» **List of tasks**:
**A)** Write out every word that the Serbian hajduks text gives in Cyrillic script.
**B)** Answer these questions using the text on Serbian hajduks:
(i) What was the leader of a hajduk band called?
(ii) Which group also saw themselves as hajduks?
(iii) What did hajduks give to jataks in return for their help?
**C)** Carry on the text about Serbian hajduks after its last sentence.

» **Document**:
#####

The Serbian hajduks (хајдуци / hajduci) were brigands (bandits) and guerrilla freedom fighters (rebels) throughout Ottoman-held Balkans, mainly in Serbia, organized into bands headed by a harambaša ("bandit leader"), who descended from the mountains and forests and robbed and attacked the Ottomans. They were often aided by foreign powers, such as the Republic of Venice and Habsburg monarchy, during greater conflicts.

The hajduks are seen as part of the Serbian national identity. In stories, the hajduks were described as heroes; they had played the role of the Serbian elite during Ottoman rule, they had defended the Serbs against Ottoman oppression, and prepared for the national liberation and contributed to it in the Serbian Revolution. The Chetniks also saw themselves as hajduks, freedom fighters.

The hajduk movement is known as hajdučija (хајдучија) or hajdukovanje (хајдуковање). Ranks included buljubaša and harambaša, adopted from the Ottomans.

People who helped hajduks were called jataks. Jataks lived in villages and towns and provided food and shelter for hajduks. In return, hajduks would give them part of the loot.

#####

[Stored data]
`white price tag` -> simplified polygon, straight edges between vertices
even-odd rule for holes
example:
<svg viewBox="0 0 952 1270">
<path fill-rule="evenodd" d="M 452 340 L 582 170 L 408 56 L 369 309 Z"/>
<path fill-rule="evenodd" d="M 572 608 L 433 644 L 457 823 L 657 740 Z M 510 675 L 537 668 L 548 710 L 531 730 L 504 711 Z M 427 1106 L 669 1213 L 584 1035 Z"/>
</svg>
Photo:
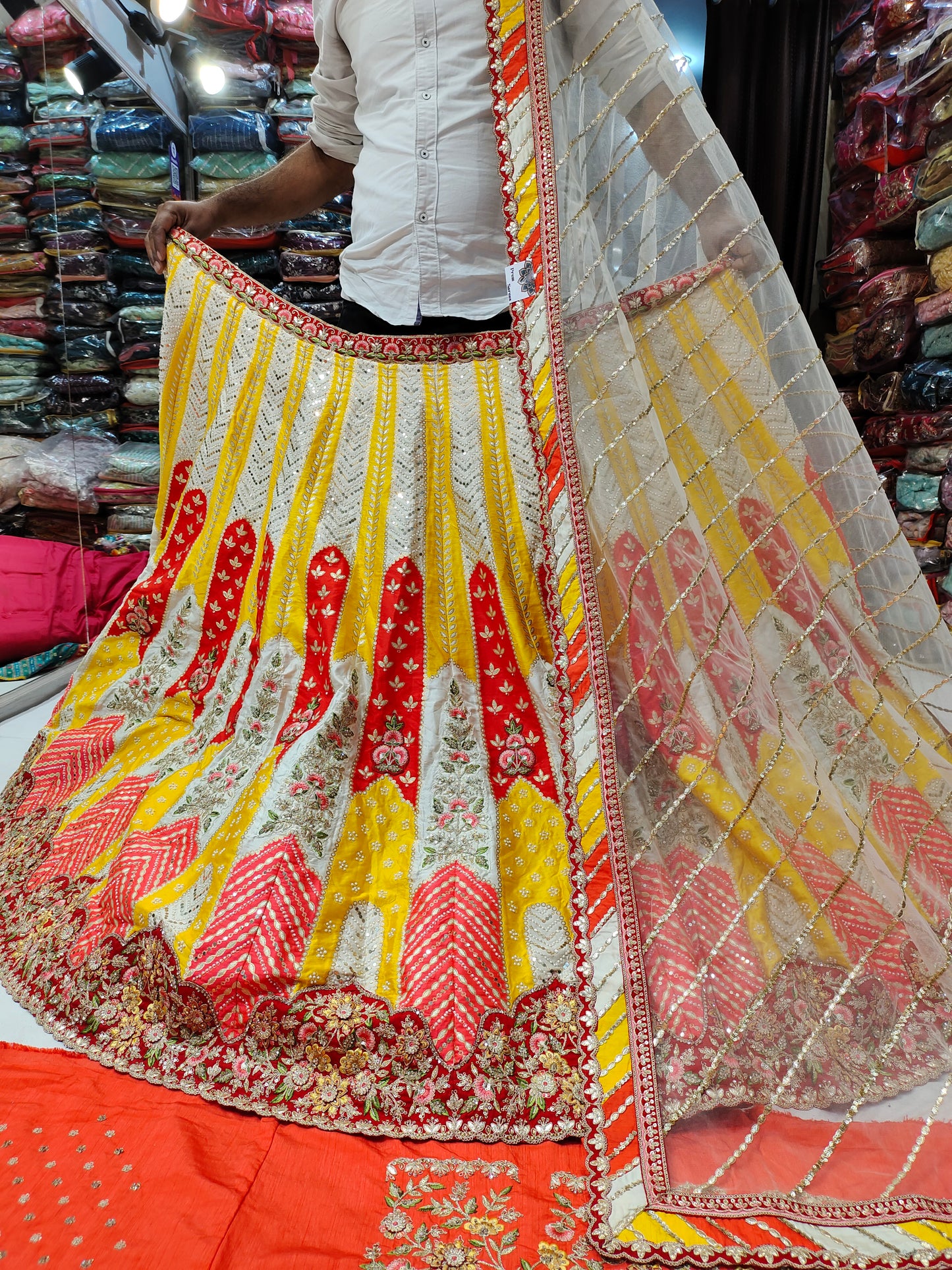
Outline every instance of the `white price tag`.
<svg viewBox="0 0 952 1270">
<path fill-rule="evenodd" d="M 509 304 L 517 300 L 531 300 L 536 295 L 536 274 L 532 260 L 517 260 L 515 264 L 505 267 L 505 287 L 509 292 Z"/>
</svg>

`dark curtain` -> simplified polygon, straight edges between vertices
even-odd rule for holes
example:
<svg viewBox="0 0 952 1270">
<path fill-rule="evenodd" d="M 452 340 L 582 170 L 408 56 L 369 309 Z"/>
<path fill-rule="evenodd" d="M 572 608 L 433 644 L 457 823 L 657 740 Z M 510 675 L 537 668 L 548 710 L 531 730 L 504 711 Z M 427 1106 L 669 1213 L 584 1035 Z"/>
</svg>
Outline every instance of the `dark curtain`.
<svg viewBox="0 0 952 1270">
<path fill-rule="evenodd" d="M 707 0 L 704 102 L 805 310 L 826 146 L 830 8 L 831 0 Z"/>
</svg>

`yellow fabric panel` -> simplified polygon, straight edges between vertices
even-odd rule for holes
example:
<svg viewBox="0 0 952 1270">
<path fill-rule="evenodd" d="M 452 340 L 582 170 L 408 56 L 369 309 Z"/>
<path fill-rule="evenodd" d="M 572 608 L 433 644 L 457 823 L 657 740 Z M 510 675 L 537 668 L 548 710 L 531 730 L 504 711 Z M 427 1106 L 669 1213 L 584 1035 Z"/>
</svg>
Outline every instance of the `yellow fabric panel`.
<svg viewBox="0 0 952 1270">
<path fill-rule="evenodd" d="M 473 372 L 482 411 L 486 530 L 493 544 L 494 570 L 515 659 L 522 674 L 528 678 L 538 658 L 552 662 L 552 639 L 519 513 L 505 437 L 499 367 L 486 362 L 473 367 Z"/>
<path fill-rule="evenodd" d="M 363 658 L 371 674 L 386 573 L 385 526 L 396 444 L 397 370 L 386 363 L 377 368 L 377 408 L 371 429 L 360 528 L 334 648 L 338 660 L 354 654 Z"/>
<path fill-rule="evenodd" d="M 526 909 L 556 908 L 571 939 L 569 843 L 559 808 L 526 780 L 499 803 L 499 892 L 509 999 L 536 987 L 526 944 Z"/>
<path fill-rule="evenodd" d="M 476 643 L 453 493 L 453 432 L 447 368 L 424 367 L 423 386 L 426 410 L 426 538 L 423 569 L 425 673 L 428 678 L 433 678 L 452 663 L 475 683 Z"/>
<path fill-rule="evenodd" d="M 779 766 L 779 763 L 778 763 Z M 798 779 L 798 761 L 787 758 L 786 779 Z M 697 758 L 683 754 L 678 759 L 678 776 L 685 785 L 693 785 L 692 795 L 698 799 L 725 827 L 730 828 L 727 852 L 734 866 L 735 881 L 741 903 L 750 897 L 764 874 L 773 869 L 777 881 L 788 888 L 791 898 L 811 916 L 817 912 L 817 903 L 810 888 L 797 870 L 783 860 L 781 847 L 764 832 L 759 820 L 745 810 L 740 795 L 720 772 Z M 812 798 L 810 800 L 812 803 Z M 795 822 L 796 823 L 796 822 Z M 769 972 L 781 960 L 781 950 L 770 935 L 769 923 L 759 907 L 753 904 L 746 911 L 746 925 L 754 946 Z M 819 918 L 812 927 L 812 941 L 820 956 L 845 965 L 843 950 L 834 936 L 829 922 Z"/>
<path fill-rule="evenodd" d="M 344 918 L 353 904 L 369 902 L 383 914 L 383 955 L 377 992 L 396 1006 L 415 837 L 414 809 L 388 776 L 352 798 L 340 847 L 327 874 L 317 923 L 301 968 L 305 987 L 326 982 Z"/>
<path fill-rule="evenodd" d="M 283 579 L 281 603 L 265 610 L 261 643 L 282 634 L 291 640 L 300 657 L 305 654 L 307 626 L 307 570 L 311 563 L 308 545 L 314 542 L 327 499 L 340 429 L 350 399 L 353 364 L 349 357 L 334 359 L 327 396 L 301 462 L 301 476 L 292 503 L 297 514 L 288 518 L 274 550 L 273 575 Z"/>
</svg>

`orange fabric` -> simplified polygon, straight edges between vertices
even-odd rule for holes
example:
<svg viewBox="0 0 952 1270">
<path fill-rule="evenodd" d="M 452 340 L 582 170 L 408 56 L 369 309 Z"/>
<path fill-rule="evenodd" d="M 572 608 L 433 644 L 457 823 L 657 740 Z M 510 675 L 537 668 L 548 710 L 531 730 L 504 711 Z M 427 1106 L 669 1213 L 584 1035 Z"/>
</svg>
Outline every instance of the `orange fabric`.
<svg viewBox="0 0 952 1270">
<path fill-rule="evenodd" d="M 508 1240 L 505 1264 L 523 1256 L 534 1266 L 547 1243 L 579 1265 L 578 1143 L 326 1133 L 228 1111 L 77 1054 L 4 1044 L 0 1143 L 0 1257 L 18 1270 L 409 1270 L 426 1261 L 401 1256 L 401 1228 L 413 1238 L 421 1217 L 444 1246 Z M 410 1220 L 388 1206 L 393 1187 L 421 1184 L 424 1204 L 452 1204 L 456 1189 L 463 1220 L 420 1206 Z M 590 1250 L 586 1259 L 602 1264 Z"/>
<path fill-rule="evenodd" d="M 725 1109 L 696 1116 L 666 1139 L 671 1186 L 701 1186 L 717 1172 L 754 1128 L 759 1107 Z M 838 1142 L 829 1162 L 816 1175 L 817 1194 L 847 1201 L 875 1200 L 896 1176 L 916 1143 L 923 1121 L 853 1121 Z M 840 1121 L 805 1120 L 774 1113 L 769 1116 L 737 1162 L 720 1179 L 729 1194 L 790 1191 L 798 1186 L 820 1158 Z M 952 1160 L 952 1124 L 933 1124 L 905 1181 L 910 1194 L 935 1195 L 948 1180 Z"/>
</svg>

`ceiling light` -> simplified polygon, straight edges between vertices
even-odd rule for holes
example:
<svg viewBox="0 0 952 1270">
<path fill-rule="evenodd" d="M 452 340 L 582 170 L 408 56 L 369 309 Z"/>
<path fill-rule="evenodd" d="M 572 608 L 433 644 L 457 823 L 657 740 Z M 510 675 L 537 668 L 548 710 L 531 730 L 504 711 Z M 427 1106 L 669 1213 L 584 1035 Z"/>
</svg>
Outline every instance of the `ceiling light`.
<svg viewBox="0 0 952 1270">
<path fill-rule="evenodd" d="M 171 27 L 188 9 L 188 0 L 151 0 L 151 8 L 159 22 Z"/>
<path fill-rule="evenodd" d="M 215 97 L 225 88 L 225 71 L 217 62 L 201 62 L 198 66 L 198 83 L 202 91 Z"/>
<path fill-rule="evenodd" d="M 4 5 L 5 8 L 5 5 Z M 119 74 L 119 64 L 98 44 L 63 66 L 63 79 L 76 97 L 85 97 Z"/>
</svg>

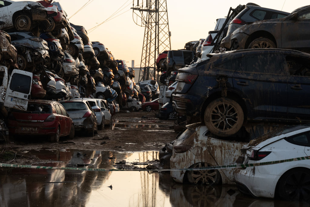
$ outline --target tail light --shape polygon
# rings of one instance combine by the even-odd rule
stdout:
[[[83,118],[88,118],[89,117],[91,117],[91,112],[90,111],[88,111],[86,113],[85,113],[84,115],[83,116]]]
[[[175,152],[176,153],[183,153],[189,150],[192,147],[191,145],[176,145],[173,147]]]
[[[34,42],[42,42],[43,40],[43,39],[40,38],[39,37],[34,37],[32,38],[30,38],[29,39],[33,41],[34,41]]]
[[[205,46],[212,46],[213,45],[211,44],[211,43],[213,40],[213,38],[212,38],[212,35],[211,34],[209,34],[209,37],[208,38],[208,40],[205,42],[203,45],[203,47]]]
[[[52,114],[49,116],[47,118],[44,120],[44,121],[53,121],[55,120],[55,119],[56,119],[56,117],[55,116],[55,115],[53,114]]]
[[[198,77],[198,75],[179,74],[175,79],[175,80],[184,82],[188,84],[191,84],[194,83]]]
[[[230,22],[230,24],[237,24],[238,25],[245,25],[246,22],[240,19],[234,19]]]

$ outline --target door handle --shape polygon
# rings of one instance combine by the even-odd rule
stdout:
[[[303,90],[303,88],[300,87],[300,86],[298,85],[295,85],[293,86],[291,86],[291,88],[294,90]]]
[[[240,85],[241,86],[248,86],[249,83],[244,81],[241,81],[241,82],[237,82],[237,85]]]

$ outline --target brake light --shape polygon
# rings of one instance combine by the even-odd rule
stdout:
[[[45,119],[44,121],[53,121],[55,120],[56,117],[53,114],[51,114],[47,118]]]
[[[240,19],[234,19],[231,22],[230,24],[237,24],[238,25],[245,25],[246,22]]]
[[[179,74],[175,79],[175,80],[184,82],[188,84],[193,84],[198,77],[198,75]]]
[[[91,112],[90,111],[88,111],[86,113],[85,113],[84,115],[83,116],[83,118],[88,118],[89,117],[91,117]]]
[[[212,45],[211,44],[211,43],[213,40],[213,38],[212,38],[212,35],[211,34],[209,34],[209,38],[208,38],[208,40],[205,42],[203,43],[203,47],[205,46],[211,46]]]
[[[174,149],[175,152],[176,153],[182,153],[185,152],[191,147],[192,146],[191,145],[182,145],[175,146],[173,147],[173,149]]]

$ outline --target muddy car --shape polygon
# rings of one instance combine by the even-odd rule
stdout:
[[[310,127],[286,127],[267,133],[243,146],[238,164],[255,164],[310,156]],[[240,191],[256,197],[309,201],[308,158],[236,169]]]
[[[2,29],[14,27],[18,31],[29,31],[38,25],[44,29],[50,25],[48,18],[57,15],[56,7],[46,8],[37,2],[7,0],[1,1],[0,5],[0,21],[4,23],[0,25]]]
[[[246,25],[231,35],[230,48],[281,48],[310,53],[309,31],[306,26],[309,16],[310,6],[283,18]],[[301,28],[305,29],[301,30]]]
[[[310,55],[255,49],[208,56],[179,70],[172,95],[179,113],[200,117],[210,131],[222,137],[237,133],[247,121],[310,120],[307,107],[297,106],[308,101],[302,89],[310,81]]]

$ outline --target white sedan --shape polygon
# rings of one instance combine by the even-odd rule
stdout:
[[[241,151],[246,152],[244,164],[310,156],[310,126],[291,126],[267,133],[251,141]],[[238,169],[234,174],[238,188],[244,193],[310,200],[310,160]]]

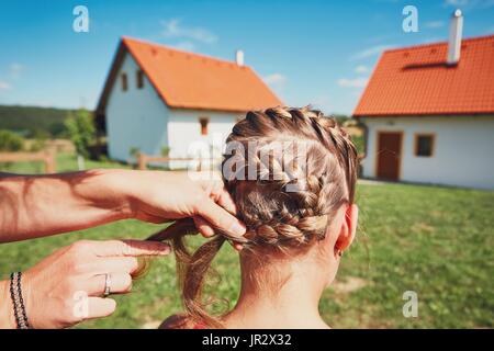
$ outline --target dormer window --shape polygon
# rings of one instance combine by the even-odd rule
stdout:
[[[127,73],[122,73],[122,76],[120,76],[120,79],[122,82],[122,91],[127,91],[128,89]]]
[[[136,72],[137,89],[144,88],[144,72],[139,69]]]
[[[207,124],[210,123],[210,118],[201,117],[199,118],[199,123],[201,124],[201,135],[207,135]]]

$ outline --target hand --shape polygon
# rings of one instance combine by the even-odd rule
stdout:
[[[213,236],[214,228],[233,236],[246,231],[234,216],[235,204],[220,178],[193,180],[186,172],[127,171],[115,181],[120,181],[122,192],[128,193],[133,218],[162,223],[192,217],[205,237]]]
[[[101,297],[105,274],[110,274],[112,294],[128,293],[132,274],[138,269],[136,257],[169,252],[165,244],[138,240],[85,240],[55,251],[22,274],[22,294],[31,327],[67,328],[113,314],[115,301]],[[5,301],[13,321],[11,299]]]

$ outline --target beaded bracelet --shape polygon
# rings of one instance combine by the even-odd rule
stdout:
[[[13,272],[10,274],[10,297],[12,298],[18,329],[29,329],[30,324],[25,312],[24,298],[22,297],[21,279],[21,272]]]

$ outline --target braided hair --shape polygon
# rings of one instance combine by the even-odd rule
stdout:
[[[211,262],[225,240],[248,252],[304,250],[324,239],[341,204],[353,202],[357,151],[335,120],[308,107],[251,111],[226,139],[222,176],[247,226],[244,238],[220,234],[195,252],[183,242],[197,233],[181,219],[150,239],[171,238],[188,317],[222,327],[203,303]]]

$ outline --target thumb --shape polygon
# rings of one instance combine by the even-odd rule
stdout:
[[[225,208],[206,197],[198,207],[198,215],[207,220],[213,228],[222,230],[224,234],[235,238],[242,238],[246,228],[245,225]]]

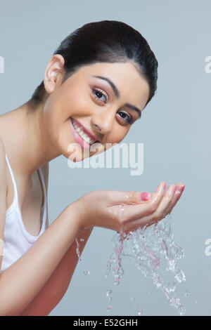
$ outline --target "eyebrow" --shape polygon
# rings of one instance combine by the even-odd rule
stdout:
[[[117,99],[119,99],[120,98],[120,91],[118,90],[117,86],[114,84],[114,83],[109,78],[107,78],[106,77],[101,77],[101,76],[92,76],[92,77],[94,77],[95,78],[99,78],[100,79],[106,80],[107,82],[108,82],[108,84],[111,86],[111,88],[112,88],[112,89],[113,89],[113,91],[115,93],[115,97]],[[129,107],[132,110],[135,110],[139,114],[138,119],[139,119],[141,118],[141,111],[137,107],[135,107],[134,105],[133,105],[130,103],[124,103],[124,106]]]

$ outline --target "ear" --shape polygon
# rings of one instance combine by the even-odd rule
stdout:
[[[60,54],[53,55],[49,60],[44,77],[44,84],[49,94],[51,94],[60,84],[64,64],[64,58]]]

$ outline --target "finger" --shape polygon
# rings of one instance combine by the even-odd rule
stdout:
[[[172,200],[169,207],[165,211],[165,212],[164,212],[165,214],[163,215],[163,217],[162,218],[165,218],[165,216],[167,216],[167,215],[169,215],[172,212],[172,209],[177,204],[177,202],[179,201],[179,198],[181,197],[181,194],[182,194],[182,192],[183,192],[183,191],[185,188],[185,185],[182,182],[177,183],[176,184],[176,186],[177,186],[177,188],[176,188],[174,195],[172,198]],[[161,219],[160,219],[160,220],[161,220]],[[146,225],[146,227],[150,227],[153,223],[154,223],[155,225],[156,226],[158,221],[159,221],[159,220],[152,221],[150,224]]]
[[[158,187],[156,192],[153,194],[153,197],[148,202],[122,206],[121,209],[123,209],[124,212],[122,212],[120,215],[120,222],[127,223],[153,213],[162,199],[165,194],[165,183],[162,182]]]
[[[158,185],[156,191],[162,183]],[[148,192],[109,190],[108,200],[110,204],[108,206],[137,204],[149,201],[153,193]]]
[[[164,211],[165,216],[167,216],[172,212],[172,209],[175,206],[179,198],[181,197],[181,195],[184,188],[185,188],[185,185],[182,183],[178,183],[176,185],[176,191],[175,191],[174,196],[172,198],[172,202],[169,205],[169,206]]]
[[[134,220],[130,223],[126,223],[124,227],[124,230],[136,230],[139,227],[143,228],[147,225],[152,225],[156,221],[159,221],[164,218],[163,212],[167,207],[170,204],[172,198],[174,197],[176,190],[175,185],[170,185],[165,193],[165,196],[162,199],[160,203],[158,205],[156,209],[150,215],[146,216],[139,217],[139,219]]]

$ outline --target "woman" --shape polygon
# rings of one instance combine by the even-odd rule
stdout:
[[[157,70],[138,31],[117,21],[87,24],[61,42],[31,99],[0,117],[1,315],[47,315],[70,284],[76,238],[82,253],[94,226],[127,234],[176,204],[182,183],[165,190],[162,182],[154,193],[92,191],[48,224],[49,162],[119,143],[154,95]]]

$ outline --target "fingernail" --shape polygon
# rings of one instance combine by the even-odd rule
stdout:
[[[141,192],[140,197],[141,197],[141,201],[147,201],[148,199],[148,193]]]
[[[181,191],[179,191],[179,190],[176,190],[176,192],[175,192],[175,196],[176,196],[177,198],[179,197],[181,195]]]
[[[176,190],[176,185],[170,185],[168,189],[169,189],[168,192],[169,192],[170,194],[171,194],[172,193],[174,194],[175,190]]]
[[[183,192],[183,190],[184,190],[184,188],[185,188],[185,185],[182,185],[182,186],[181,187],[181,191]]]

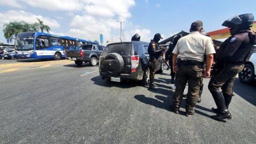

#####

» **Task-by-task answers**:
**A)**
хајдуци
хајдучија
хајдуковање

**B)**
(i) A harambaša.
(ii) The Chetniks.
(iii) Part of the loot.

**C)**
==16th century==
Starina Novak (~1530–1601), a military commander in Wallachian service, is said to have been the oldest hajduk.

Deli-Marko (fl. 1596–1619), hajduk and military commander in Habsburg service.

==18th century==
On 26 November 1716, Austrian general Nastić with 400 soldiers and c. 500 hajduks attacked Trebinje, but did not take it over. A combined Austro-Venetian-Hajduk force of 7,000 stood before the Trebinje walls, defended by 1,000 Ottomans. The Ottomans were busy near Belgrade and with hajduk attacks towards Mostar, and were thus unable to reinforce Trebinje. The conquest of Trebinje and Popovo field were given up to fight in Montenegro. The Venetians took over Hutovo and Popovo, where they immediately recruited militarily from the population.

===Kingdom of Serbia (1718–39)===

The Serbs established a Hajduk army that supported the Austrians. The army was divided into 18 companies, in four groups. In this period, the most notable obor-kapetans were Vuk Isaković from Crna Bara, Mlatišuma from Kragujevac and Kosta Dimitrijević from Paraćin.

The most notable obor-kapetans were Vuk Isaković from Crna Bara, Mlatišuma and Kosta Dimitrijević from Paraćin. Apart from the obor-kapetans, other notable commanders were kapetans Keza Radivojević from Grocka and Sima Vitković from Valjevo. In Kragujevac, there were two companies of 500 soldiers each. He conquered Kruševac with his militia, and carried much cattle.

==19th century==

===Great Eastern Crisis===
During the Great Eastern Crisis, set off by a Serb uprising against the Ottoman Empire in 1875 in Bosnia and Herzegovina (the Herzegovina Uprising), Prince Peter adopted the nom de guerre of hajduk Petar Mrkonjić of Ragusa, and joined the Bosnian Serb insurgents as a leader of a guerilla unit.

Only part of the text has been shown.